▶ [Given task 1] In the forum thread on endianness and shifts, which index of the byte array holds the least significant byte?

▶ [Passage provided]
So if byteArray[0] was 0x78, byteArray[1] was 0x56, byteArray[2] was
0x34 and byteArray[3] was 0x12 then would integerValue be 0x12345678 no
matter the endian-ness of the processor?

May i ask a question on this? Can the endian-ness of the processor affect
the "<<" shifting direction? From the replies i assume it does. I need an
example where this operator shifts to the right.

 

[Vladimir S. Oka]

Hello all,
I've heard differing opinions on this and would like a definitive
answer on this once and for all. If I have an array of 4 1-byte
values where index 0 is the least signficant byte of a 4-byte value.
Can I use the arithmatic shift operators to hide the endian-ness of
the underlying processor when assembling a native 4-byte value like
follows:

unsigned int integerValue;
unsigned char byteArray[4];

/* byteArray is populated elsewhere, least signficant byte in index
0, guaranteed */

integerValue = (unsigned int)byteArray[0] |
((unsigned int)byteArray[1] << 8) |
((unsigned int)byteArray[2] << 16) |
((unsigned int)byteArray[3] << 24);

So if byteArray[0] was 0x78, byteArray[1] was 0x56, byteArray[2] was
0x34 and byteArray[3] was 0x12 then would integerValue be 0x12345678
no matter the endian-ness of the processor?

May i ask a question on this? Can the endian-ness of the processor
affect the "<<" shifting direction? From the replies i assume it does.
I need an example where this operator shifts to the right.

No, it does not affect shift "direction". It may help if you think of
shifts as repeated integer divisions/multiplications by 2 (that's how
Standard defines them -- they work on /values/ not representations).

▶ [Given task 2] Please copy the records below in full, every line, and add -70 to each pixel coordinate in the answers.

▶ [Input rows]

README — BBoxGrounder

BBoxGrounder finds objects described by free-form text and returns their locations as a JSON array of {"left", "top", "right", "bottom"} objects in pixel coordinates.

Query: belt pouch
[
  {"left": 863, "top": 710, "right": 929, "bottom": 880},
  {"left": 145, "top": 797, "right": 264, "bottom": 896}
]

▶ [Expected answer 1] Index 0.

▶ [Expected answer 2]
README — BBoxGrounder

BBoxGrounder finds objects described by free-form text and returns their locations as a JSON array of {"left", "top", "right", "bottom"} objects in pixel coordinates.

Query: belt pouch
[
  {"left": 793, "top": 640, "right": 859, "bottom": 810},
  {"left": 75, "top": 727, "right": 194, "bottom": 826}
]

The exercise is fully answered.